**What you have to do**
Could you reproduce every item below word for word, leaving the pictures out of your copy?

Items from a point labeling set
---+---

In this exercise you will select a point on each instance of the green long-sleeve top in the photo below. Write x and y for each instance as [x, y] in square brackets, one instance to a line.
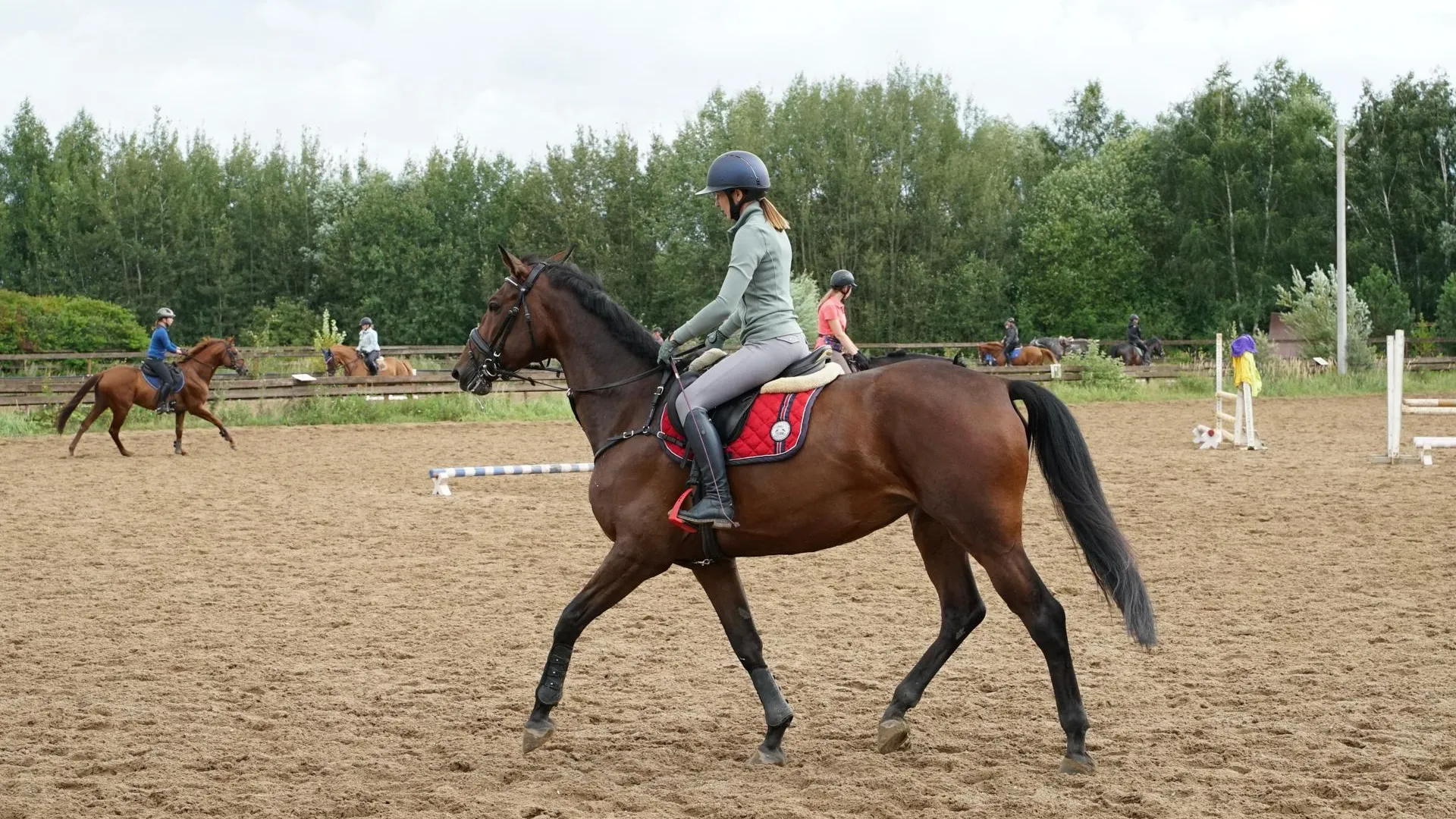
[756, 293]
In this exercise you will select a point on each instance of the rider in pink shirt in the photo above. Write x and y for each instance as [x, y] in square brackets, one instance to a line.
[833, 319]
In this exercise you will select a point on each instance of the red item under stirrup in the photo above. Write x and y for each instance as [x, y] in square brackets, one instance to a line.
[674, 515]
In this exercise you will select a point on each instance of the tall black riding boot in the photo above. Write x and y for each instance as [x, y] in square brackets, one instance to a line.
[717, 506]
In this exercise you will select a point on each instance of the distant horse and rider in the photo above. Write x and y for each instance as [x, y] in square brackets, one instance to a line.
[348, 359]
[123, 387]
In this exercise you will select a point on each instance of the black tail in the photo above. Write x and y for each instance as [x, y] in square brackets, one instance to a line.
[1068, 466]
[76, 401]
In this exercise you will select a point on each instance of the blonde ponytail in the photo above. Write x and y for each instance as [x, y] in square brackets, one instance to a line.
[774, 216]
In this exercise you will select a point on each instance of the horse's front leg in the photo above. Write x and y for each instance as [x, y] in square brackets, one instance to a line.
[177, 444]
[626, 566]
[726, 592]
[201, 411]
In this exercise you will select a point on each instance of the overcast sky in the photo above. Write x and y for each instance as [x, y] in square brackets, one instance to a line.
[394, 77]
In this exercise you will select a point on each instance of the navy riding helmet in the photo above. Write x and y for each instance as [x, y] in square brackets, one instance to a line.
[737, 169]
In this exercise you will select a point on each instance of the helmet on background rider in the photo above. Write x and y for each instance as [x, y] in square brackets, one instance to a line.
[737, 169]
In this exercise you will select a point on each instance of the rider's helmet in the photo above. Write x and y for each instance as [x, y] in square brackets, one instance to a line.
[737, 169]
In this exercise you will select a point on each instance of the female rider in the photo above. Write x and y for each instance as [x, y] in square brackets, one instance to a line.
[833, 319]
[755, 297]
[156, 362]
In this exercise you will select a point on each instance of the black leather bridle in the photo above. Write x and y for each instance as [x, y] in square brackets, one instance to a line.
[487, 354]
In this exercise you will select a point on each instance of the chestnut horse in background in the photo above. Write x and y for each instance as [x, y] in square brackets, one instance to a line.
[938, 444]
[353, 363]
[121, 387]
[1027, 356]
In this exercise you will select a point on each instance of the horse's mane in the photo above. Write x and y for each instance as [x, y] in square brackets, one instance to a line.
[202, 344]
[595, 299]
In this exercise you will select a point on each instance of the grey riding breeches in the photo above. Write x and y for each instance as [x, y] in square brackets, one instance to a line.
[752, 366]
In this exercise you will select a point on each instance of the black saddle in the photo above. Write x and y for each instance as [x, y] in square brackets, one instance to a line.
[730, 416]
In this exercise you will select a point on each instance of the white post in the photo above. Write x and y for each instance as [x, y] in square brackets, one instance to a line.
[1394, 391]
[1340, 249]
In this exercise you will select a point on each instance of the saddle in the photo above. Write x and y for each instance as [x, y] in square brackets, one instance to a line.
[177, 375]
[761, 426]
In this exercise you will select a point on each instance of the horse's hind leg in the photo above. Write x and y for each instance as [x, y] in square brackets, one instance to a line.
[962, 610]
[726, 592]
[118, 417]
[1017, 582]
[91, 419]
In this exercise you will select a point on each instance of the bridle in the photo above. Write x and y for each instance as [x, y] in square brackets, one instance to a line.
[487, 354]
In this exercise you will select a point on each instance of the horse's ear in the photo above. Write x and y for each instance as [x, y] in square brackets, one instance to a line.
[513, 265]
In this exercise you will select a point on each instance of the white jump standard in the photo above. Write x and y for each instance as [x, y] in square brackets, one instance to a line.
[1242, 417]
[441, 475]
[1397, 406]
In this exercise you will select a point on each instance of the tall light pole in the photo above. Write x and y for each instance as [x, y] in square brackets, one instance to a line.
[1341, 324]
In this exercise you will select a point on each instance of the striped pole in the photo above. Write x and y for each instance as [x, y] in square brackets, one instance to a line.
[441, 475]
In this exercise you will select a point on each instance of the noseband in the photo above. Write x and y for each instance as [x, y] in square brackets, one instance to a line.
[487, 356]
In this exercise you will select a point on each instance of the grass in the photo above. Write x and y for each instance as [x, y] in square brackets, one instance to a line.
[316, 411]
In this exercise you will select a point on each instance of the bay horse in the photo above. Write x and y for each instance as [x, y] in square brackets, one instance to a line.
[353, 363]
[1027, 354]
[1131, 356]
[943, 445]
[121, 387]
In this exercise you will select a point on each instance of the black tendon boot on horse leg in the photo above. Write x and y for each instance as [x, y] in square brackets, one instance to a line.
[717, 506]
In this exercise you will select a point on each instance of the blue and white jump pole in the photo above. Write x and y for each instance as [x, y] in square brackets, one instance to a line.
[441, 475]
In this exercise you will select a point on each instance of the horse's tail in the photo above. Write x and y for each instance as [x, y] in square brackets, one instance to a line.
[76, 401]
[1068, 468]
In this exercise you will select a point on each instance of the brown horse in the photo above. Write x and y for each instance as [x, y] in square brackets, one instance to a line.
[943, 445]
[1131, 356]
[123, 387]
[353, 363]
[1027, 356]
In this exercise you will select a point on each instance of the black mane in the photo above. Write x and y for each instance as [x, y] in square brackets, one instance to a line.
[595, 299]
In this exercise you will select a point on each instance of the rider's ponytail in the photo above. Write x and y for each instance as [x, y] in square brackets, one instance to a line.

---+---

**Answer for the task**
In this exercise you will select a point on each instance of the green long-sleeve top in the photo below. Write x and y for each instance as [x, y] in square brackets, one instance to a line.
[756, 293]
In this exercise you will select a point on each instance of the rider in pink shirt in the photo above. Write x and y for each instance as [x, y] in square brackets, one instance to a line.
[833, 319]
In this exercise you will select a point on each instance of the red item under stirrup in the photo above. Write x and y for each instance as [x, y] in square brackets, one instance to a line.
[674, 515]
In this exercise you will select a point on each instance of the tall black riding boot in the photo above. Write x and y for each instance as [x, y] in square brackets, one instance to a line.
[717, 506]
In this exercise you will select a point on each instance of the distant horse and rider in the photo above. Write x and y for each instance as [x, y] in square brackets, one instance to a line.
[348, 359]
[123, 387]
In this exercise you will select a point on each instance of the black tail in the photo above. Write x and y for each instance as [x, y] in square brackets, one instance to a line.
[1068, 466]
[76, 401]
In this exercise you will select a point on each instance of the blonde ponytail in the photo above. Write x and y for each instance as [x, y] in square brackets, one instance to a line.
[774, 216]
In this exercise you will select a point on each instance of the horse's front leg in the photo above. Write x and y for each instance as [x, y] in square brackets, one instance to a line.
[177, 444]
[626, 566]
[726, 592]
[201, 411]
In this exercise you will select a point on each instance of the overcast sky in the photo above. Write x and y for each instance as [x, y] in square brackets, one instance to a line.
[394, 77]
In this exercise you will select a point on each instance of the navy riding helmet in the photo above. Write x and y for each instance as [x, y] in square brackets, one instance to a line.
[737, 169]
In this exercise you will select a point on each instance of the helmet on background rider in the photo above. Write x and y for each instance as [x, y] in square brackets, one instance to a line.
[737, 169]
In this exercise you will select a point on each instance of the rider's helmet in the photo above. Write x and y for each instance as [x, y] in square brackets, one instance to a line.
[737, 169]
In this exercise you will select a point on each instance of the female rider in the photo above. Write x and y for each instance as [x, y] in square brackets, one instance to a line.
[833, 319]
[755, 297]
[156, 362]
In this exercise you will select a point on each instance of the black leather bridle in the photo above. Write x and y for each instance as [x, y] in square brackets, one instance to a line.
[487, 354]
In this exercise you will select a point on each instance of the chestnut horse in background in the photo above. Write x and y for each instance as [x, y] in square brackets, one instance to a line.
[938, 444]
[353, 363]
[121, 387]
[1027, 356]
In this exercise you will select a point on each instance of the horse's mane in the photo above. Write x and y for each instance as [x, y] in square brackets, one instance to a line.
[202, 344]
[595, 299]
In this exercise you will select a point on each instance of the grey riding breeches in the photo above. Write x and y for each instance as [x, y] in square brackets, one instance to a line.
[752, 366]
In this exercise you will select a point on each instance of the black saddle in the photo above. Write x and y for each instance as [x, y] in square brackets, one instance to a line.
[730, 416]
In this exercise you will select a point on each instance of the white post in the photo above. Write x and y for each instance as [x, y] in square brackets, one instance to a line.
[1394, 391]
[1340, 249]
In this exercise you will select a point on each instance of the saddle in the photo above. Write x and y for each instance as [x, y] in square brackets, one instance to a line.
[177, 375]
[761, 426]
In this exercise you will select a point on each instance of the horse's hind leg in the photo above. Write x and y for each instance as [x, y] in square brackets, one instance to a line.
[962, 610]
[726, 592]
[118, 417]
[1017, 582]
[91, 419]
In this exercise you will select a point on each instance of the bridle in the photo above. Write x and y for each instance as [x, y] in square brackets, one instance to a line.
[487, 354]
In this exercise you will select a point on each instance of the horse's ear in the photo above. Write x and y for each instance as [x, y] in square brackets, one instance to a line.
[513, 265]
In this exercise you will select a point on each instance of the white jump standard in the photo above. Write x and y for each instance as [x, y] in square brackets, one instance to a line.
[1242, 417]
[441, 475]
[1397, 406]
In this exercise you will select a point on each instance of the tall light pole in the photo above. Write x and y for each instance as [x, y] in square brackets, one instance to a line.
[1341, 324]
In this exercise you will select a point on each instance of the striped pole in the photo above. Write x and y for each instance as [x, y] in square brackets, one instance to a line.
[441, 475]
In this exercise you will select a point on each instance of the noseband in the photo above. Write x and y for each instance as [x, y] in square brackets, one instance to a line.
[487, 356]
In this exercise you will select a point on each instance of the grass in the photo above. Write x and y for each instance as [x, y] in square brackets, one instance to a line.
[316, 411]
In this exercise you will select a point on each instance of the bay horse in the photo above. Write x and y for each instance as [x, y] in square brackets, one instance to a line.
[353, 363]
[1027, 354]
[1131, 356]
[943, 445]
[121, 387]
In this exercise you will select a point on each instance of the black tendon boot on horse leg in the photo above. Write x and y for each instance as [x, y] in square brackets, one instance to a line.
[717, 506]
In this exercise you will select a point on each instance of the blue and white jump pole in the photo above. Write x and y for each instance as [x, y] in square brackets, one instance to a line.
[441, 475]
In this exercise you will select a point on each instance of the horse's tail in the photo above. Write x and y for each instance as [x, y] in square brackets, one instance to a line.
[76, 401]
[1068, 468]
In this exercise you will select a point on each instance of the brown horse in the photo above. Write x and y for each instance as [x, y] in square brackets, one instance to a line.
[943, 445]
[1131, 356]
[123, 387]
[353, 363]
[1027, 356]
In this exercise you will select a point on each instance of the black mane in the photo above. Write x and y for each instance as [x, y] in square brackets, one instance to a line.
[595, 299]
In this exercise you will select a point on each instance of the rider's ponytail in the photo above. Write x and y for each instance as [x, y] in square brackets, one instance to a line.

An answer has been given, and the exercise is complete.